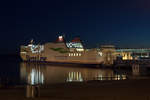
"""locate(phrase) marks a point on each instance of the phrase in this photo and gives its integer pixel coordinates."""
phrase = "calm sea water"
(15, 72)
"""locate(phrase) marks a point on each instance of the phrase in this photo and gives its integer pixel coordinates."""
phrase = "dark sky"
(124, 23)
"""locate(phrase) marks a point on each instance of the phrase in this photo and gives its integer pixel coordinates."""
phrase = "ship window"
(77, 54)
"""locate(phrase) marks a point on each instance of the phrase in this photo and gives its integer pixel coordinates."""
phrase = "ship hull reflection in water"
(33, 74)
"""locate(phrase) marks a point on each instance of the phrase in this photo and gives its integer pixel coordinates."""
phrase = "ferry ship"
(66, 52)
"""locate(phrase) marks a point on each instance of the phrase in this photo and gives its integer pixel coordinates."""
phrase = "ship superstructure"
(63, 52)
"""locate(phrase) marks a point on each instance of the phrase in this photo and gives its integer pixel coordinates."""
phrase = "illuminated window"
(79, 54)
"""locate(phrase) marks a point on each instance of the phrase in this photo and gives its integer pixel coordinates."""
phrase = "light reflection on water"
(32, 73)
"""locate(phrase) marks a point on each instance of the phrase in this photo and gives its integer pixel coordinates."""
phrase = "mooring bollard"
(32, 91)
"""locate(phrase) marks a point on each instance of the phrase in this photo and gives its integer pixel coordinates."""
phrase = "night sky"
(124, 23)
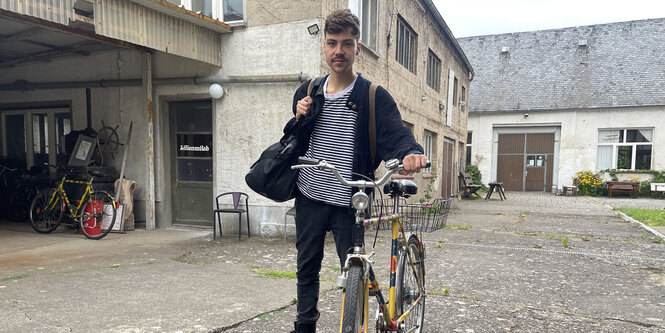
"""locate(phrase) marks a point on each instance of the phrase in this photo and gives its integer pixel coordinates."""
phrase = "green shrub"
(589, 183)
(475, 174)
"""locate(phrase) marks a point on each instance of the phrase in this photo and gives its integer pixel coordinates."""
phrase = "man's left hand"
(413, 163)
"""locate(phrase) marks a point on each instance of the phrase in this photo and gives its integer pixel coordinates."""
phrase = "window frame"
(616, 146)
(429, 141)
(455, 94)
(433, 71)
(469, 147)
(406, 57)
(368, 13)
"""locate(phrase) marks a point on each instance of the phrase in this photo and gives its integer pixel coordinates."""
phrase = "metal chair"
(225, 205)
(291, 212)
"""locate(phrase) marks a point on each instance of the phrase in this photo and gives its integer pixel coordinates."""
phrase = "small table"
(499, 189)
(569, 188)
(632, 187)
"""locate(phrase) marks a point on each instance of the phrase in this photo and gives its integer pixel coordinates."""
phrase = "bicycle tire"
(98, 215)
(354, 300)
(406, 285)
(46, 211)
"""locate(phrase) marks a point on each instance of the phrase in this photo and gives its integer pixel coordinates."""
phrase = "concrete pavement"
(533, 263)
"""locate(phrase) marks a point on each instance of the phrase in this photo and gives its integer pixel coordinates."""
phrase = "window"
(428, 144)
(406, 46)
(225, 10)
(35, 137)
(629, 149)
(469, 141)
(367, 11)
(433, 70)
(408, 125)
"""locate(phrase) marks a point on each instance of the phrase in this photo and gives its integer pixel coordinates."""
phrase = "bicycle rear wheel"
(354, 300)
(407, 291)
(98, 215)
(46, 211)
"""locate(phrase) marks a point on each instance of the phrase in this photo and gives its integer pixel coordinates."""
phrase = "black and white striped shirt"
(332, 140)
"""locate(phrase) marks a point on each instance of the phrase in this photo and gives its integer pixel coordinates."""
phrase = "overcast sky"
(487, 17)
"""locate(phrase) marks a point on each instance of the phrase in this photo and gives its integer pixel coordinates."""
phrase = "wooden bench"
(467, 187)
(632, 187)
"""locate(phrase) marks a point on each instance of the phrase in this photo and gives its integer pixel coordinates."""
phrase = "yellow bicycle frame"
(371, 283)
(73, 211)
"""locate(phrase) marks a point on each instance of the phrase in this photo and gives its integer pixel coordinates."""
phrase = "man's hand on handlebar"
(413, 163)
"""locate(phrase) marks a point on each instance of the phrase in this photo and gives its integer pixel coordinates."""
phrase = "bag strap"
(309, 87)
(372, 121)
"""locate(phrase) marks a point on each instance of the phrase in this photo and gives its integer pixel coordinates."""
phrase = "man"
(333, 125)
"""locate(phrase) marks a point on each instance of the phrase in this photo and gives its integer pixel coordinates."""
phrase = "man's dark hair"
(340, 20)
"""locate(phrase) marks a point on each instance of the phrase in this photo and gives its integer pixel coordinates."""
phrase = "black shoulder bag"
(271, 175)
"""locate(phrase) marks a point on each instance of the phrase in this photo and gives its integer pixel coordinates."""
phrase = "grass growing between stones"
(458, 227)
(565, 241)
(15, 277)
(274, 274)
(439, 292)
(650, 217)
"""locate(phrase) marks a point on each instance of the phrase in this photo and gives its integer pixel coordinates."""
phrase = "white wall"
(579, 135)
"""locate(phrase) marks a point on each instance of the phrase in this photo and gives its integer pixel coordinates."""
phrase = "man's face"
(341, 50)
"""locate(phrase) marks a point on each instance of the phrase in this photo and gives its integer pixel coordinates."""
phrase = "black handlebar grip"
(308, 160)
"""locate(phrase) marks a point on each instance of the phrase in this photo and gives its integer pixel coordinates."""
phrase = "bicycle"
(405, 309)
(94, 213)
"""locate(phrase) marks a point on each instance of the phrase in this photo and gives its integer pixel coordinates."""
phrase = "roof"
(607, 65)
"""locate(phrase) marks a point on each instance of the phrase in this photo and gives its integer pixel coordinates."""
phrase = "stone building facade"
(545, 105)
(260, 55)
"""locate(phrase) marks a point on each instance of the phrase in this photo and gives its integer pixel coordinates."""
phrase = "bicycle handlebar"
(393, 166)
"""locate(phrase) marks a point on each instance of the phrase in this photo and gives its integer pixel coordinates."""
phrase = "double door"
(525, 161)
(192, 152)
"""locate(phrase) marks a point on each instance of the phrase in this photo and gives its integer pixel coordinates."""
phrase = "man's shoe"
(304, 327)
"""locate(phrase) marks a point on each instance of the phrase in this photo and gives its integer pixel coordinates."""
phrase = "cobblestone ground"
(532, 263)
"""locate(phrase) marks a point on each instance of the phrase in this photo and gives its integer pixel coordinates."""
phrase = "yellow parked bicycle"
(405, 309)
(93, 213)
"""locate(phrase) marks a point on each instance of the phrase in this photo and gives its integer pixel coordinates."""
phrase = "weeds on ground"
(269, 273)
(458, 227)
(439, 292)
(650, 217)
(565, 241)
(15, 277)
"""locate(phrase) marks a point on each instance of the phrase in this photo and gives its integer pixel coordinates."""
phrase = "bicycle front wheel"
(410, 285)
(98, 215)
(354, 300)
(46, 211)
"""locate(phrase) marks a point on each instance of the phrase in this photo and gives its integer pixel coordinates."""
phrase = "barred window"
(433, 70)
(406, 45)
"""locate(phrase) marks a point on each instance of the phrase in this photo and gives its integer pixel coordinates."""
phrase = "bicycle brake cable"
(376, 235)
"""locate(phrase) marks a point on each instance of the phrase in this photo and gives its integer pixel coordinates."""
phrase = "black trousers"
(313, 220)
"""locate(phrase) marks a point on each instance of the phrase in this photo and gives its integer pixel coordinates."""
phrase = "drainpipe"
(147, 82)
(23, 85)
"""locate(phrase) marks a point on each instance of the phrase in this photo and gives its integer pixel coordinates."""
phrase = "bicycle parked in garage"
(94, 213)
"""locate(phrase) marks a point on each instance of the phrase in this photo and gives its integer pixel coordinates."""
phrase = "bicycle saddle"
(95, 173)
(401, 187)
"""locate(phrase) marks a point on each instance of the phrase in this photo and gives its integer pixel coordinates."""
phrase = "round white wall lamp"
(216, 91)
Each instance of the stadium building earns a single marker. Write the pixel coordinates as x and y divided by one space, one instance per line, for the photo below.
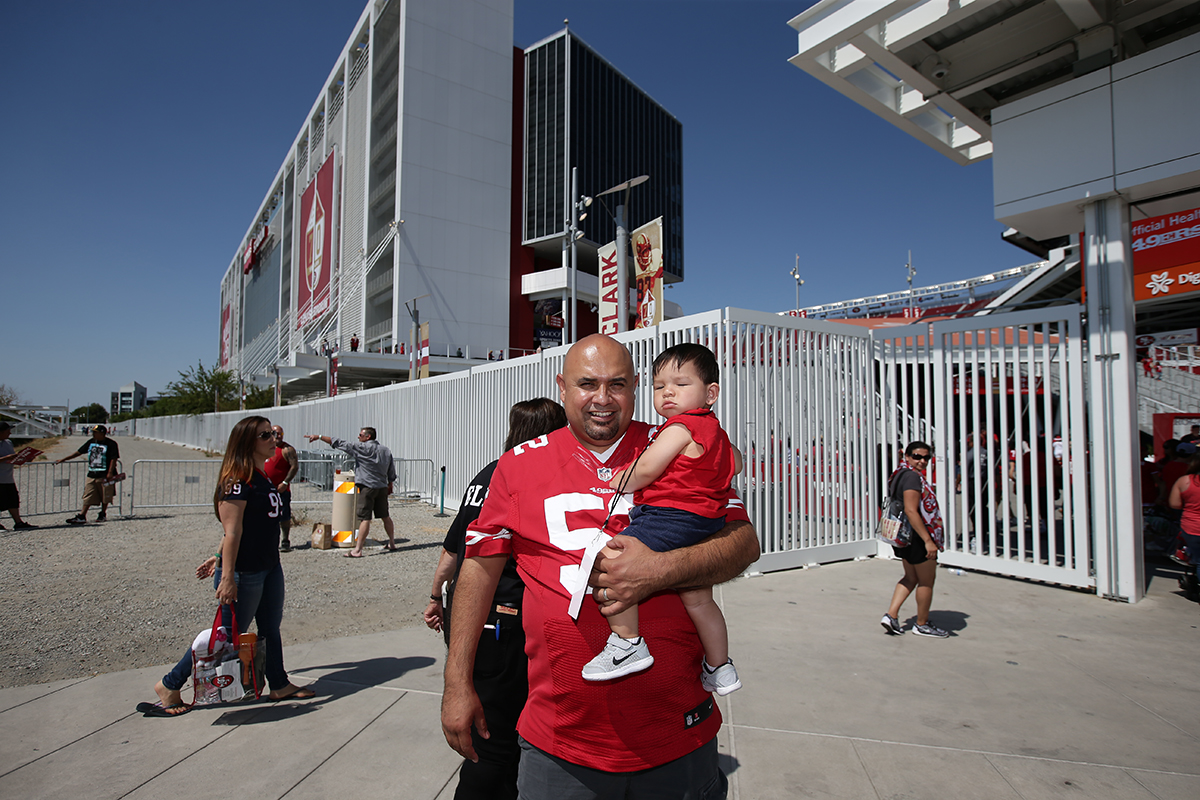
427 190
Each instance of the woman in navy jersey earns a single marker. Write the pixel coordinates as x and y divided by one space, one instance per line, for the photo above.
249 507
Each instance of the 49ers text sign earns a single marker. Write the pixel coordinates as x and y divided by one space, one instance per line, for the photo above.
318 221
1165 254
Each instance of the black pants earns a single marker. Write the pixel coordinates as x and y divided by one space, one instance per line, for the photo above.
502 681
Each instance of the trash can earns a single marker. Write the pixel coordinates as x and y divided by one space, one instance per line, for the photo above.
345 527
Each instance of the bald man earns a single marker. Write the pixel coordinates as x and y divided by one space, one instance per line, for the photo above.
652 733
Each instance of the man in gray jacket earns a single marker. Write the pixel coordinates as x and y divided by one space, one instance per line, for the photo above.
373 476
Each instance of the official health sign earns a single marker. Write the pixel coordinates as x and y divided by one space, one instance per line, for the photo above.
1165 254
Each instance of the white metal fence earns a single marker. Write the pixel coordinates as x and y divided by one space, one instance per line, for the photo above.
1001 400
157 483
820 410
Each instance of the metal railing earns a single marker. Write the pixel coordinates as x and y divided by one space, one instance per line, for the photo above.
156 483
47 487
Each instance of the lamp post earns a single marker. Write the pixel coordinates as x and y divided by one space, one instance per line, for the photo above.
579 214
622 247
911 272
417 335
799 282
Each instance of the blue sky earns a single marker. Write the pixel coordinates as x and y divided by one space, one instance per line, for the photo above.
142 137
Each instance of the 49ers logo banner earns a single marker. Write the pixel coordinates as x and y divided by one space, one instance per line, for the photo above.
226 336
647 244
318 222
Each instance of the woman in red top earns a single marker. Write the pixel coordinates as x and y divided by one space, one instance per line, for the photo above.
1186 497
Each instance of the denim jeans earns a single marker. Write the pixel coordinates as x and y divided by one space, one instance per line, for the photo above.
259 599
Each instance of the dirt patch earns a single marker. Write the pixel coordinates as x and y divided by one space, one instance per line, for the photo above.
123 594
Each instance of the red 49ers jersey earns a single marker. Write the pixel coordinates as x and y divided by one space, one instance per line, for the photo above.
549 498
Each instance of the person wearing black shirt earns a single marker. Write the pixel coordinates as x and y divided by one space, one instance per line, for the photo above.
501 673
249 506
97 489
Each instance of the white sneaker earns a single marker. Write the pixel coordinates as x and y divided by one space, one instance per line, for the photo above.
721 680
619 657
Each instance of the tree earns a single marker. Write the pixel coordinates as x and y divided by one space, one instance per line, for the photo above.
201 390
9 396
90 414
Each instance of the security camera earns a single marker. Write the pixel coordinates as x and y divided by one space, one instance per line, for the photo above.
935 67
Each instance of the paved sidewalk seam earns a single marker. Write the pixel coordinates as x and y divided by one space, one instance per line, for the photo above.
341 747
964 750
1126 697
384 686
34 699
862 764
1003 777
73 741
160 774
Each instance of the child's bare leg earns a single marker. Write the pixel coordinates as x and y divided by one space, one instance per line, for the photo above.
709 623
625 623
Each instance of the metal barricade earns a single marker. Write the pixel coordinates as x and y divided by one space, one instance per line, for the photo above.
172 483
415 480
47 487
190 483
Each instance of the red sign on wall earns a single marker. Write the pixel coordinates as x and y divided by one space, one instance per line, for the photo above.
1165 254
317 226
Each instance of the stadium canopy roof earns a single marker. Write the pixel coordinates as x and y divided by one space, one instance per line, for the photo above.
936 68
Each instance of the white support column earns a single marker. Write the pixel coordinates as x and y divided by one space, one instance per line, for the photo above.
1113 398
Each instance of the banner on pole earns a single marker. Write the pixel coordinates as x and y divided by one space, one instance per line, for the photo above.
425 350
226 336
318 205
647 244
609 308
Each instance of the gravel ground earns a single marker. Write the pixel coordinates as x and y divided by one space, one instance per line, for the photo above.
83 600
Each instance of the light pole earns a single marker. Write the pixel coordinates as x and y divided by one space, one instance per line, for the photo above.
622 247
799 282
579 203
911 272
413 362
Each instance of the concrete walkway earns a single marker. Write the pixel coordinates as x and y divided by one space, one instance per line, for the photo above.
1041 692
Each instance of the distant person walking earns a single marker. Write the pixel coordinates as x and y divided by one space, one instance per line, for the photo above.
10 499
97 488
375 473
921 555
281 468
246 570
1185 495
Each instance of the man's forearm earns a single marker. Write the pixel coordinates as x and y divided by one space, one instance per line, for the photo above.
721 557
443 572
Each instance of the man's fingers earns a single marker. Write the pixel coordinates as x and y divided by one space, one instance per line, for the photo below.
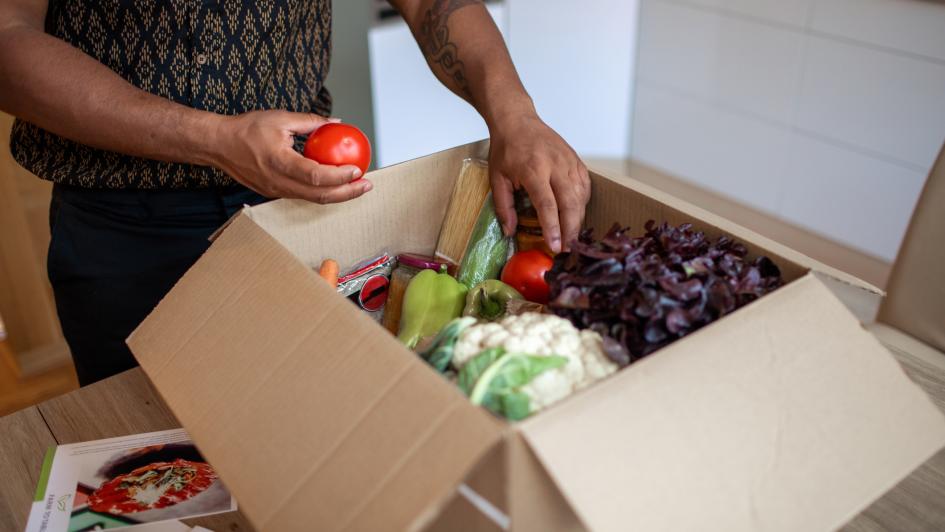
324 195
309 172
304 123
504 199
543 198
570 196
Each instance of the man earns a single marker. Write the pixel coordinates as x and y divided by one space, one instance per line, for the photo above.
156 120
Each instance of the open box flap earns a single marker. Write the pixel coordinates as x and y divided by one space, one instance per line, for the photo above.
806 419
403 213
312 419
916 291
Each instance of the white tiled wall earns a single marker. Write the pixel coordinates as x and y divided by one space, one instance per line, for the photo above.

=== Objective ===
Locate the line containing "Each instance of the man's forearm" in the material above, then repeat it and every later line exactly, with no pictures.

=== Full solution ===
Each instance of the man's forearm earns a single marker. Write the pixel coordinates as x and y divided by one space, one instance per line, for the photo above.
721 557
443 572
Each instance of the man's fingers earns a single marker. Write the pixel coordinates as x and y divided by one space, one instance per line, for the photo below.
324 195
309 172
304 123
504 199
543 198
570 196
Each instance of the man earns a single marker. Write the pixel coordinates as x and y divided by one space, one instance per line, for the photo above.
156 120
Each instance of the open box flap earns a single marker. Write the pixel coordinates as x and y divided by one space, one instance per line, for the photo above.
806 419
403 213
312 419
916 291
Each instance of the white tiled wall earns a single marker. Write the pixel coordinates as x and y divided by one space, one instance per line, for the photo above.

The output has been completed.